Lesetext:
Gibt es ein Mindest- oder Höchstalter von Hunden?

Nein. Die Eignung von Hund und Mensch wird über eine Sichtungsveranstaltung vor Beginn der Ausbildung festgestellt.


Kann ein Hund an Einsätzen teilnehmen, der durch Wild ablenkbar ist?

Grundsätzlich sollte ein Hund bei der Kadaver-Suche durch lebendes Wild nicht ablenkbar sein. Ein Abruf sollte gewährleistet sein. Sollte dies im Rahmen der Ausbildung oder Trainings nicht zu gewährleisten sein, kann der Hund als Kadaver-Suchhund im Einsatz an der Schleppleine eingesetzt werden.


Wird frei oder an der Schleppleine gesucht?

Angestrebt wird eine freie Suche, es besteht aber auch die Möglichkeit der Schleppleinensuche. Über die Sichtungs- und Ausbildungsveranstaltungen wird festgestellt, für welche Suchtaktik sich ein Team eignet.


Welche Anzeigeart beim Fund ist möglich oder gewünscht?

Der Hund kann unterschiedliche Anzeigearten verwenden. Gewünscht ist, das vom Kadaver Abstand gehalten wird.


HUMAN-AUSBILDUNG

Findet die Human-Ausbildung nur in Präsenzterminen statt?

Nein, es ist ein Mix aus digitalen Schulungen über webinare, Videokonferenzen und digitale Lernplattformen sowie Präsenzterminen.

Arbeitsaufträge:
1) Überarbeite den Lesetext über die Ausbildung von Kadaver-Suchhunden: Gib ihn beginnend bei „Nein. Die Eignung“ und weiter bis „der Schleppleine gesucht?“ erneut wieder und ersetze dabei „Schleppleine“ durch „Langleine“.
2) Knüpfe an den Lesetext über die Ausbildung von Kadaver-Suchhunden an und führe ihn nach seinem letzten Satz weiter.

Die Daten:
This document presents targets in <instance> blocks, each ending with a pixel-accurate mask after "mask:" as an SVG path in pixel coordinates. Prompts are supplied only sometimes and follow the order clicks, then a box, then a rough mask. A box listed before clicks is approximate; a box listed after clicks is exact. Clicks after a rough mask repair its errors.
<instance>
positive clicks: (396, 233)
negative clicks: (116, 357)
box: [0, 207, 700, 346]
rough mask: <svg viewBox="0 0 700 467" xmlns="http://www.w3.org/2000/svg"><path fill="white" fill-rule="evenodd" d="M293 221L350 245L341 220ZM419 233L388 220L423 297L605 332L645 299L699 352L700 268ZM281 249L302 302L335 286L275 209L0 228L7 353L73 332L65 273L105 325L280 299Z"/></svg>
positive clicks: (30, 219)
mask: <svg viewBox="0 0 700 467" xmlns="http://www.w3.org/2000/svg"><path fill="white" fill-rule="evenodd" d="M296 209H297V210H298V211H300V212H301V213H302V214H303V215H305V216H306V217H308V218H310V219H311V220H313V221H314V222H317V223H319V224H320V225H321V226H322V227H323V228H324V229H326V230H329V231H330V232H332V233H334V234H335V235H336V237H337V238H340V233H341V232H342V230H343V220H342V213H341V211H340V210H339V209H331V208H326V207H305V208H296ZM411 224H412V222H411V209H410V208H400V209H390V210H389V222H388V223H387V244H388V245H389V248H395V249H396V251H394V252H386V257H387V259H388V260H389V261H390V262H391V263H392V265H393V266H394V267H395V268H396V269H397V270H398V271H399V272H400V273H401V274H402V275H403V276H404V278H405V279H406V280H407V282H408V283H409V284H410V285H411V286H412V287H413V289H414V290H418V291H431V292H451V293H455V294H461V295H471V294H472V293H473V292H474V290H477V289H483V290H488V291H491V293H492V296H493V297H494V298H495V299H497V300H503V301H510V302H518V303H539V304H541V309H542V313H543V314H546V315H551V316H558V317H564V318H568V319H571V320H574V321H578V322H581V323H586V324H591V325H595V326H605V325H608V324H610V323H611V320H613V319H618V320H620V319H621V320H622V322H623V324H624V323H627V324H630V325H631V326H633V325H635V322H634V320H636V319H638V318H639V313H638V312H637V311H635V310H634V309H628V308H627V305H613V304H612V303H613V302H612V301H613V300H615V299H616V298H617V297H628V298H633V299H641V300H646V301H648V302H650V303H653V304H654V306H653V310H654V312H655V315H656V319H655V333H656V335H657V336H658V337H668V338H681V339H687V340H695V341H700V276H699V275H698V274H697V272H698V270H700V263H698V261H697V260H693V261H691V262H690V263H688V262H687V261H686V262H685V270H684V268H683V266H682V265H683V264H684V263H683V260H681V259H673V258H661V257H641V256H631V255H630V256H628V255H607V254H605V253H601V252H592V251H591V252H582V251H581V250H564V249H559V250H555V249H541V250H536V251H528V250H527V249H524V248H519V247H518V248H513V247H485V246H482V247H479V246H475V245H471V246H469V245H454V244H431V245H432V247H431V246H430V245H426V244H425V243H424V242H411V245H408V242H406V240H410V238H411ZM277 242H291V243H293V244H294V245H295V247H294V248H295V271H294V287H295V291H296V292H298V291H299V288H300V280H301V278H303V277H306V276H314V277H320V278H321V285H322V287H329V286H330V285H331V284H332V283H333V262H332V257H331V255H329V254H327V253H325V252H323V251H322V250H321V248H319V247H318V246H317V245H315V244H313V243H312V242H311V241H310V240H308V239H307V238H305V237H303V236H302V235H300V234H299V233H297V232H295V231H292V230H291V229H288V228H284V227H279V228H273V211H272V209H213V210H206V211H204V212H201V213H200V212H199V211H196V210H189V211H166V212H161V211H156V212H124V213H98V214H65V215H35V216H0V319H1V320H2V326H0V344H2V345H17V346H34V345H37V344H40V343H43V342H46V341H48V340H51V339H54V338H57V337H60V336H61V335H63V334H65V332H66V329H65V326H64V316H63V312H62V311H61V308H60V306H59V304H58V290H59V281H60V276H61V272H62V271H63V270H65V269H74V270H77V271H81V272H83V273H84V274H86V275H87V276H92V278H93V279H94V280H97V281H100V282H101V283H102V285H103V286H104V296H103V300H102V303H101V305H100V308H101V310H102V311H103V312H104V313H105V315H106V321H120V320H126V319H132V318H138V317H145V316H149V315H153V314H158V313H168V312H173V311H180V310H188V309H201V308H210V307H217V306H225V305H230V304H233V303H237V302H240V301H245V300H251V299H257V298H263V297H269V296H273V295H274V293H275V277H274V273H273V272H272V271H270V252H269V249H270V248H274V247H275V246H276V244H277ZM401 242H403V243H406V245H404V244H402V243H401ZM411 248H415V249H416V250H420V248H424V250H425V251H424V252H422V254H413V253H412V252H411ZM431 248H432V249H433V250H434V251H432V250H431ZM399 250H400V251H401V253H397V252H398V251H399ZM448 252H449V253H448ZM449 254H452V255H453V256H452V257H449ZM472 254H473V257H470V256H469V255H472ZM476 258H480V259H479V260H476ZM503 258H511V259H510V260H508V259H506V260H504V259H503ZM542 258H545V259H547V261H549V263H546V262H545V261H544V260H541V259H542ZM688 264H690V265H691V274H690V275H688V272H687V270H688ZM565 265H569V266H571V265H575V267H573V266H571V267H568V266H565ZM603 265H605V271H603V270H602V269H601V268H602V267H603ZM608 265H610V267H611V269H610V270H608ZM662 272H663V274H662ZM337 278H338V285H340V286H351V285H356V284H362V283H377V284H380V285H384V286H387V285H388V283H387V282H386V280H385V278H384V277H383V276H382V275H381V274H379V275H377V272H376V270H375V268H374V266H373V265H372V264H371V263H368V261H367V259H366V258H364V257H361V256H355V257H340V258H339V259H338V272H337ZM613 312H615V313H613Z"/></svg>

Ergebnisse je Aufgabe:
1)
Nein. Die Eignung von Hund und Mensch wird über eine Sichtungsveranstaltung vor Beginn der Ausbildung festgestellt.


Kann ein Hund an Einsätzen teilnehmen, der durch Wild ablenkbar ist?

Grundsätzlich sollte ein Hund bei der Kadaver-Suche durch lebendes Wild nicht ablenkbar sein. Ein Abruf sollte gewährleistet sein. Sollte dies im Rahmen der Ausbildung oder Trainings nicht zu gewährleisten sein, kann der Hund als Kadaver-Suchhund im Einsatz an der Langleine eingesetzt werden.


Wird frei oder an der Langleine gesucht?

2)
EINSÄTZE

Wie setzt sich ein Kadaver-Suchteam zusammen?

Ein Suchteam soll aus einem Hundeführer mit Hund, einem Suchtrupphelfer (GPS-Koordination, Funk, Dokumentation) und einem ortskundigen jagdlichen Begleiter bestehen.


Auf welche Weise arbeiten die Teams zusammen?

Die Teams arbeiten innerhalb der Führungsstruktur einer Blaulichtorganisation, die einer Einsatzleitung untersteht.


Werden die Kadaver-Suchteams in ganz Baden-Württemberg eingesetzt?

Ja.


Müssen die Hunde Schutzwesten tragen?

Schutzwesten werden gestellt.


Wie wird der Arbeitsschutz gewährleistet?

Die Ausbildung, das einsatzbezogene Training wie auch die eigentlichen Einsätze werden auf Basis von Gefährdungsanalysen mit darauf aufbauenden Maßnahmen umgesetzt.


Wie erfolgt die Dekontamination?

Mensch und Hund müssen sich beim Verlassen der Restriktionszone duschen und die Kleidung wechseln. Hierfür werden Duschmöglichkeiten vor Ort zur Verfügung gestellt. Verwendung findet eine Seifenlösung, die für Mensch und Hund ungefährlich ist.


Kann ein Kadaver-Suchteam von der Hundesteuer befreit werden?

Hundesteuern sind kommunale Steuern. Das TCRH wird jedem Einsatzteam jährlich eine Bescheinigung zur Verfügung stellen. Der Hundehalter kann dann eine Befreiung von der Hundesteuer beantragen, die jeweilige Kommune wird dann darüber entscheiden.


Werden Kostenerstattungen und Aufwandsentschädigungen an die Einsatzkräfte bezahlt?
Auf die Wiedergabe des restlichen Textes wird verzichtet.